Task description:
Every line of the data should be output word for word.

Provided records:
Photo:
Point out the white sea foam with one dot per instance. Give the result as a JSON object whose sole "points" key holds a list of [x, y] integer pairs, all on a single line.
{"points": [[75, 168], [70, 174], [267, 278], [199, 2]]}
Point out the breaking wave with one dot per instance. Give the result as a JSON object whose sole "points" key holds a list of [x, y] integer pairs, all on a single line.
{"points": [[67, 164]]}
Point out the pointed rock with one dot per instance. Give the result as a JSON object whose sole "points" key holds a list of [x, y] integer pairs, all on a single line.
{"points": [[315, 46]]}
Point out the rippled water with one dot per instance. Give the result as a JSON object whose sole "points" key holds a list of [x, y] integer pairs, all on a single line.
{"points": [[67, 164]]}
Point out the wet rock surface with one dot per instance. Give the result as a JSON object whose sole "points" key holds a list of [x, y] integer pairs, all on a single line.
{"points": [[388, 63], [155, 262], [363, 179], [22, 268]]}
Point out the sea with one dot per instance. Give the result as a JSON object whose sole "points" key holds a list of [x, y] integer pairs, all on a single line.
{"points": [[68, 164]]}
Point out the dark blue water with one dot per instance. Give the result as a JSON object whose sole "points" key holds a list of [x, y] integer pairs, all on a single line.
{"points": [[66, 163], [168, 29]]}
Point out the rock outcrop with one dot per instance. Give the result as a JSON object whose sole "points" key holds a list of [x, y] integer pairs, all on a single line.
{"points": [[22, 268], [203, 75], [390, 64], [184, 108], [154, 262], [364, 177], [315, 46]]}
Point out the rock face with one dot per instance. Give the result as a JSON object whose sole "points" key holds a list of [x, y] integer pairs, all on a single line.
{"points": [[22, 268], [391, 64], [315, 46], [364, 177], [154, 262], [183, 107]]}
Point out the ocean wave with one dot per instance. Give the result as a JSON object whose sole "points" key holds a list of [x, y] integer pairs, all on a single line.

Your response:
Photo:
Point out the white sea foam with one dot per instance. Give the result as a JSON object whose sole "points" key holds a list of [x, y] integer pairs, all on a single line.
{"points": [[75, 168], [70, 174], [267, 278], [199, 2]]}
Point out the breaking wave with one dot per instance. Give the result as a JSON object whose sole "points" key holds a list of [x, y] integer pairs, all on a single line.
{"points": [[67, 164]]}
Point out the pointed rock with one dot per instance. Give the result as a JSON object whose sole "points" key holds a list of [x, y] integer pairs, all on a single line.
{"points": [[315, 46]]}
Point out the rippled water with one dot per instance. Give the result as a JSON object whose sole "points" key holds a list of [x, y] integer pairs, all on a single line.
{"points": [[67, 164]]}
Point out the wet rock surface with one dot per instance. Give the result as a JSON object whose sole "points" key holds a list of [x, y] integer pairs, all on a single line.
{"points": [[388, 63], [155, 262], [363, 179], [22, 268]]}
Point out the sea with one dot per instance. Give the result as a JSON object whose sole "points" key holds a list of [x, y] integer pairs, all on a single line.
{"points": [[68, 164]]}
Point out the dark blue water with one dot per instance. Give the result as a JSON object whose sole "points" key holds a list of [x, y] integer pairs, all on a single line.
{"points": [[66, 163], [168, 29]]}
Point out the rock outcrop with one dot per instance. Give the result as a JSON object whose sole "points" key holds a list of [x, y] integer pairs, all on a single line.
{"points": [[22, 268], [203, 75], [390, 64], [184, 108], [154, 262], [364, 177], [315, 46]]}
Point out the rock face with one dot per instance. Give the result as a JSON object whose sole "points" key holds a list of [x, y] integer pairs, all on a single line.
{"points": [[22, 268], [391, 64], [315, 46], [364, 177], [154, 262], [183, 107]]}
Point out the ocean wave with one dot per instance. Give the result as a JSON object whose sole "points" key holds a list of [x, y] integer pairs, all on a single line.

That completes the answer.